WORK TO COMPLETE
Give the lines again exactly as they appear, beginning at the one with "subject: halved lemon" and ending at the last line of the records.

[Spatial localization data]
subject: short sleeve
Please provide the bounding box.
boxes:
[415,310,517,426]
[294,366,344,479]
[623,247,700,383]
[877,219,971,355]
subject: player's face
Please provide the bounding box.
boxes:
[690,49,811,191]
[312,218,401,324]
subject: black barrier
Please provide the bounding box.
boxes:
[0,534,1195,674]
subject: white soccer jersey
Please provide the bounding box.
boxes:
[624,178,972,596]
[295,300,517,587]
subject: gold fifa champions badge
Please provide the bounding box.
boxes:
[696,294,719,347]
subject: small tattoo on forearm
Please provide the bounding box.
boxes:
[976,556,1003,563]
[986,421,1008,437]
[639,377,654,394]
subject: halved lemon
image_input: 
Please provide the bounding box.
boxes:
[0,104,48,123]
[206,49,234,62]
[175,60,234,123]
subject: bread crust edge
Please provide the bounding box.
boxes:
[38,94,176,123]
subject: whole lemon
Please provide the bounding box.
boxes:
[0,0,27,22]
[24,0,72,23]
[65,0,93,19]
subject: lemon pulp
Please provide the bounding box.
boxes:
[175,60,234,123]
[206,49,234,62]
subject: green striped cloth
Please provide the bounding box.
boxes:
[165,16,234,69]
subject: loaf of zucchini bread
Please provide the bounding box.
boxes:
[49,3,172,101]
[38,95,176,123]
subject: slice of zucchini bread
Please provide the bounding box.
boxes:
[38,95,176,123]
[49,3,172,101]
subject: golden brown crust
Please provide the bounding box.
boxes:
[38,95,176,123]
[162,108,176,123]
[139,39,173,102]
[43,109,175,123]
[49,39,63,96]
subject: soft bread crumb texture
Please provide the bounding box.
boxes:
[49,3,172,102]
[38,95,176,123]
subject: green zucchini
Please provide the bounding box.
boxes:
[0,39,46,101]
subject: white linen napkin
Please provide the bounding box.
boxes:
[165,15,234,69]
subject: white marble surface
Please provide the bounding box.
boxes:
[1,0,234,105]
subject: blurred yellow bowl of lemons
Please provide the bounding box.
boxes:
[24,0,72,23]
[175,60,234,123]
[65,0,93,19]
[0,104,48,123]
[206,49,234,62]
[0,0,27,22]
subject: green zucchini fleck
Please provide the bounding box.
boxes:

SOLVED PROBLEM
subject: halved lemon
image_input: 
Please provide the bounding box.
boxes:
[0,104,48,123]
[206,49,234,62]
[175,60,234,123]
subject: bread crust edge
Please provide the bounding box.
boxes:
[38,94,176,123]
subject: whole lemon
Please provide the bounding box.
boxes:
[0,0,27,22]
[24,0,72,23]
[65,0,93,19]
subject: lemon pulp
Please provide the bounding box.
boxes:
[175,60,234,123]
[206,49,234,62]
subject: green striped cloth
Please provide the bounding box.
boxes:
[165,16,234,69]
subject: loaf of zucchini bread
Please provide the bounding box.
boxes:
[49,3,172,101]
[38,95,176,123]
subject: slice of zucchini bread
Please provide the bounding box.
boxes:
[38,95,176,123]
[49,3,172,101]
subject: golden brown crust
Please provide the bounding box.
boxes:
[38,95,176,123]
[162,108,176,123]
[139,39,173,102]
[43,109,175,123]
[49,39,63,96]
subject: soft bread crumb texture
Please provide the bounding box.
boxes:
[49,3,172,102]
[38,95,176,123]
subject: green zucchini
Please provide the bounding box.
boxes:
[0,39,46,101]
subject: white linen napkin
Please provide the bounding box.
boxes:
[165,15,234,69]
subject: white marble surface
Please provide the bounding box.
boxes:
[1,0,234,105]
subject: blurred yellow bowl of lemons
Please provide the bounding box.
boxes:
[24,0,72,23]
[175,60,234,123]
[65,0,93,19]
[0,104,48,123]
[206,49,234,62]
[0,0,27,22]
subject: green zucchini fleck
Please provide the bounding box.
boxes:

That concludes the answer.